◆ Extrait choisi
◇ ◇ ◇ ◇ ◇ ◇ ◇
Insolence et nonchalance

L'EXPRESS
Pia Petersen
Juillet 2008

Installée en Provence où elle ne fait plus qu’écrire, cette blonde aux grands yeux clairs se sent en famille. Tant et si bien que dans la cité phocéenne où elle vient de terminer son quatrième roman, on la surnomme désormais… la Marseillaise d’origine danoise.

Il m’a proposé de m’installer avec lui à Aix-en-Provence et j’ai dit oui. Tu verras. C’est la plus belle ville de France, il y a des fontaines et il fait beau puis c’est le pays de Cézanne et de Zola et la Provence est magnifique. Il y a bien sûr Marseille, mais on n’est pas obligé de s’y rendre. Marseille, la ville des trafics, avec ses bars tenus par le milieu, une ville à problèmes: on peut ne pas y aller, mais il y a quand même la mer, la mer qui s’étale tout au long de Marseille, la plus belle corniche du monde. Je voulais vivre en Bretagne, dans les tons gris, de toutes les nuances et être entourée d’arbres nus, couchés par le vent mais tant pis. Pourquoi pas la Provence? Et puis pourquoi pas Marseille?

On m’a dit que Marseille est la ville du clair-obscur. La ville où les rues se jettent dans la mer. La ville qui tourne le dos à la France. La ville qui à deux reprises avait perdu son nom. La Ville sans nom.
◇ ◇ ◇ ◇ ◇ ◇ ◇
Extraits d'un jeu de données de détection

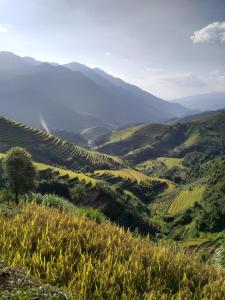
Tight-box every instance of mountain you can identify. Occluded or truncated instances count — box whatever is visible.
[65,63,189,122]
[0,52,189,132]
[53,129,88,146]
[94,111,225,164]
[0,117,123,170]
[173,92,225,111]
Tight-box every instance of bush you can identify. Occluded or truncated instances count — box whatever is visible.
[70,184,88,206]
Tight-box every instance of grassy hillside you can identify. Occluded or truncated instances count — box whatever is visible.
[0,204,225,300]
[168,185,205,215]
[95,124,185,160]
[0,117,122,169]
[96,111,225,164]
[94,169,173,187]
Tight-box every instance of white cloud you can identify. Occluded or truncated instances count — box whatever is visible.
[0,24,9,33]
[191,22,225,44]
[159,73,206,87]
[105,51,112,56]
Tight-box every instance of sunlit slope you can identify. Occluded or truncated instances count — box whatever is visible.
[95,111,225,164]
[94,168,174,188]
[0,117,122,169]
[168,185,205,215]
[95,124,183,156]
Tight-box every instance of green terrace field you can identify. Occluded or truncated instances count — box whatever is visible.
[94,169,174,188]
[0,117,123,169]
[95,112,225,166]
[168,185,205,215]
[95,124,184,156]
[0,153,97,187]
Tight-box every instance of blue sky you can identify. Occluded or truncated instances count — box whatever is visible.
[0,0,225,99]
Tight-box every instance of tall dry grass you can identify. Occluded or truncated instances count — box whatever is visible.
[0,204,225,300]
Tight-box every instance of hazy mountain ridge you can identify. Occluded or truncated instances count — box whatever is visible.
[0,52,188,132]
[173,92,225,111]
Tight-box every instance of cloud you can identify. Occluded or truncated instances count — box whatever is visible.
[105,51,112,56]
[159,73,206,88]
[0,24,8,33]
[191,22,225,44]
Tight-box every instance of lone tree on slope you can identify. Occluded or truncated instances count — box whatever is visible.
[3,147,37,204]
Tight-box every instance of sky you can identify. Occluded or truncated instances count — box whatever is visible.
[0,0,225,100]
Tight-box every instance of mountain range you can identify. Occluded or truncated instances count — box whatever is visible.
[173,92,225,111]
[0,52,190,132]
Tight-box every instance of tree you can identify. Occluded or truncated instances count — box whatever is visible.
[70,184,88,206]
[3,147,37,204]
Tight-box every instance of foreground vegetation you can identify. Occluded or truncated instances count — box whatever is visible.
[0,203,225,299]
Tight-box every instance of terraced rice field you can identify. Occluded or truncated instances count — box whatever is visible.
[0,117,122,169]
[168,185,205,215]
[34,163,97,186]
[0,153,97,187]
[157,157,185,169]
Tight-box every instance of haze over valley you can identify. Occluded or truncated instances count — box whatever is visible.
[0,0,225,300]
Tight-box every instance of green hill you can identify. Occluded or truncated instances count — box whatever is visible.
[0,117,123,170]
[95,111,225,164]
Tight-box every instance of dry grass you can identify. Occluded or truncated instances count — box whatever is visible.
[0,204,225,300]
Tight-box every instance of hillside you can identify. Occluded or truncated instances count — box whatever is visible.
[0,52,188,133]
[173,92,225,111]
[95,111,225,164]
[0,204,225,300]
[0,117,123,170]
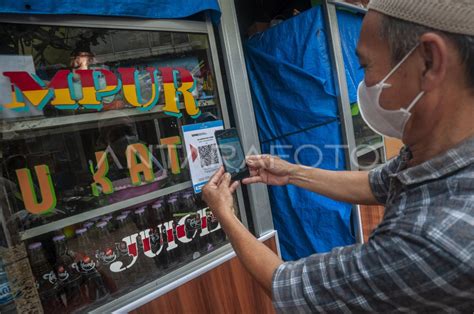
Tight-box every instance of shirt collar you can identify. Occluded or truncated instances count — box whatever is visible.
[395,137,474,185]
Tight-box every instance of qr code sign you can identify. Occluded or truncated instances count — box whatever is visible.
[198,144,219,167]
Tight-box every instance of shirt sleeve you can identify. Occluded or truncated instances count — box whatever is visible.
[369,156,400,204]
[272,232,467,313]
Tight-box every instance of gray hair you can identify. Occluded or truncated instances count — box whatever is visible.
[381,15,474,89]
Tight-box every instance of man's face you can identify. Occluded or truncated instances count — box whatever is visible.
[72,52,93,70]
[357,11,421,110]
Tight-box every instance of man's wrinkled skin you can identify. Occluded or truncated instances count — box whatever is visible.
[203,11,474,294]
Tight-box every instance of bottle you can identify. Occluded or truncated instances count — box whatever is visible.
[150,200,170,270]
[76,228,108,302]
[53,235,86,312]
[183,193,202,259]
[168,197,184,263]
[113,215,137,288]
[28,242,66,313]
[134,206,156,282]
[0,258,16,314]
[151,199,166,227]
[101,215,114,232]
[95,221,119,293]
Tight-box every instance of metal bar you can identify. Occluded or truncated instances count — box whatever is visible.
[328,0,368,14]
[0,100,215,139]
[20,181,193,241]
[206,14,249,227]
[323,0,364,243]
[0,14,207,33]
[357,141,384,157]
[219,0,273,236]
[95,231,278,313]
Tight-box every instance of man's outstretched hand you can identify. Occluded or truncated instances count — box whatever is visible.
[202,166,239,220]
[242,155,295,185]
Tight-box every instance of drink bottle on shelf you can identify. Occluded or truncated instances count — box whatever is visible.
[150,200,170,269]
[101,215,114,232]
[150,199,166,228]
[94,221,119,293]
[183,193,201,259]
[53,235,86,312]
[76,228,109,302]
[134,206,156,282]
[113,215,138,287]
[168,197,184,263]
[0,258,16,314]
[28,242,66,313]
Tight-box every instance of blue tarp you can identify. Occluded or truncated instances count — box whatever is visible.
[245,7,363,260]
[0,0,220,22]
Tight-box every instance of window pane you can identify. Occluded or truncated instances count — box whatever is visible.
[0,24,237,312]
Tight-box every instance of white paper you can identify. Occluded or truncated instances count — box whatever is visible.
[0,55,43,119]
[183,120,224,193]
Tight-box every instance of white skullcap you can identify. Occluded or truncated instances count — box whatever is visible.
[369,0,474,36]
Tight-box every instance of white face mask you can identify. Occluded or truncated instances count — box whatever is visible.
[357,45,425,139]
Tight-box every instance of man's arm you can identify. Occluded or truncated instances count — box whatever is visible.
[202,167,283,297]
[219,210,283,298]
[289,165,380,205]
[242,155,380,205]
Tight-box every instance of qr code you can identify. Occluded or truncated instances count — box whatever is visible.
[198,144,219,167]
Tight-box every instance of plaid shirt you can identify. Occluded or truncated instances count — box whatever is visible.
[273,138,474,313]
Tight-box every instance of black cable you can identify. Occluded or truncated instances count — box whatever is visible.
[260,117,339,144]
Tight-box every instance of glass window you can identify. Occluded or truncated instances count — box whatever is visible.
[0,24,237,312]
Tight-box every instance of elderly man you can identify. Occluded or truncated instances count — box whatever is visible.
[203,0,474,313]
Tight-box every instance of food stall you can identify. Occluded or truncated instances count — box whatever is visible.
[0,1,277,313]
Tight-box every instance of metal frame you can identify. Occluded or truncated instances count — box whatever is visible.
[0,11,274,313]
[90,230,279,314]
[323,0,364,243]
[219,0,273,236]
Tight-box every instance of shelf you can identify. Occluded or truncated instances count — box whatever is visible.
[357,141,383,157]
[0,99,216,139]
[20,181,193,241]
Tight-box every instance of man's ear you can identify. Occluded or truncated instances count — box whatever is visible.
[420,33,449,92]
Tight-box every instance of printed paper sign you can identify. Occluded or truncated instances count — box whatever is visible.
[183,120,224,193]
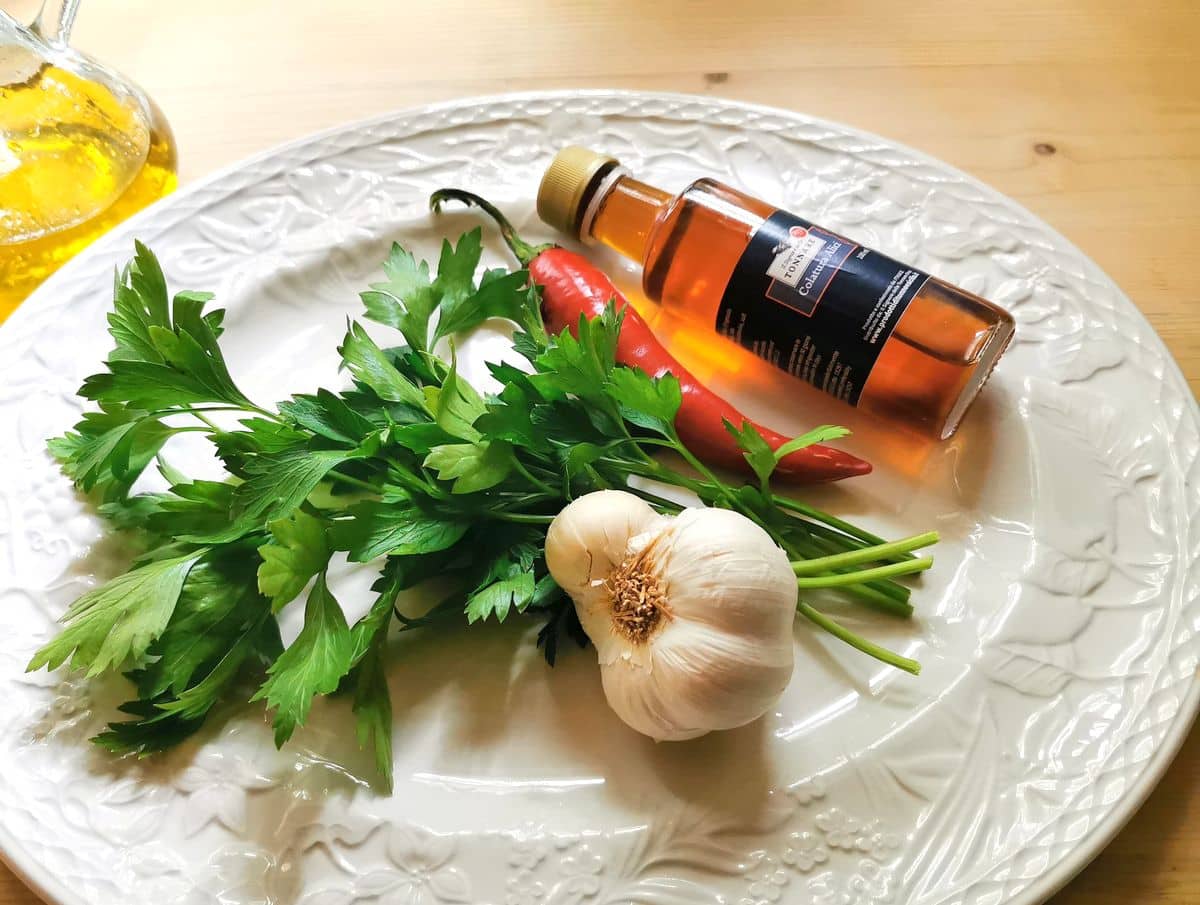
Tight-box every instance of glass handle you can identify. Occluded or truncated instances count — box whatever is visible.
[29,0,79,46]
◇ ◇ ◇ ◇ ◇ ◇ ◇
◆ Consigne écrite A
Recopiez l'extrait sur Pia Petersen de « Il m’a proposé » à « pourquoi pas Marseille? ».
◆ Consigne écrite B
Poursuivez l'extrait sur Pia Petersen à partir de sa dernière phrase.

◆ Résultat de l'exercice A
Il m’a proposé de m’installer avec lui à Aix-en-Provence et j’ai dit oui. Tu verras. C’est la plus belle ville de France, il y a des fontaines et il fait beau puis c’est le pays de Cézanne et de Zola et la Provence est magnifique. Il y a bien sûr Marseille, mais on n’est pas obligé de s’y rendre. Marseille, la ville des trafics, avec ses bars tenus par le milieu, une ville à problèmes: on peut ne pas y aller, mais il y a quand même la mer, la mer qui s’étale tout au long de Marseille, la plus belle corniche du monde. Je voulais vivre en Bretagne, dans les tons gris, de toutes les nuances et être entourée d’arbres nus, couchés par le vent mais tant pis. Pourquoi pas la Provence? Et puis pourquoi pas Marseille?

◆ Résultat de l'exercice B
J’ai d’abord vécu dans la campagne provençale, coincée dans une maison rose entre la Sainte Baume et la Sainte Victoire. C’était la plaine et il n’y avait rien. Des guêpes, des mouches, des moustiques et des cigales. À Trets, le village le plus proche, on jouait à la pétanque et il faisait frais sous les platanes et les Provençaux buvaient le pastis ou du rosé frais. Tous les jours, je regardais les deux montagnes et les buissons, et il faisait chaud, épouvantablement chaud. Puis le mistral se lève et il fait plus froid, parfois on est glacé et il souffle de toutes ses forces. Van Gogh est devenu fou à force de mistral. C’est un vent qui se mesure à chaque personne et on finit par le redouter, on se bat contre lui et ce doit être pour ça qu’il rend fou. Il n’y a pas eu de roman entre les deux montagnes ni même d’inspiration et je me suis installée à Aix-en-Provence.

Pour Cézanne, Aix-en-Provence était l’enfer sous le soleil et pourtant c’est une vraie carte postale. On vit dans des décors de théâtre, il y a une atmosphère culturelle qui donne de l’épaisseur, il y a des étudiants et l’on se dit que ça bouge beaucoup. J’avais l’impression que le temps était éternel, que je vivais dans une ville idéale où tout allait bien, parfaitement bien. On boit des cafés sur le cours Mirabeau et l’on regarde les gens passer. Il y a beaucoup d’églises et le ciel est toujours bleu. Je n’ai pas vraiment fait de rencontre, je flânais et pensais aux livres que j’allais écrire un jour et en commençais des ébauches qui ne se situaient nulle part. Rien que des ébauches. On dit qu’en Provence, on ne connaît jamais personne.

Puis j’ai eu une idée. De l’argent et une idée. Il fallait ouvrir une librairie-café. Des étagères croulant sous les livres et des tables de bistrot disséminées dans la librairie. Il fallait créer une agitation culturelle et politique. Aix était trop chère et j’avais lu Désert, de Le Clézio, et j’avais aimé ce livre poétique et si dur. Je me demandais à quoi pouvait réellement ressembler Marseille. On m’a dit que Marseille était en train de changer et allait redevenir une ville importante.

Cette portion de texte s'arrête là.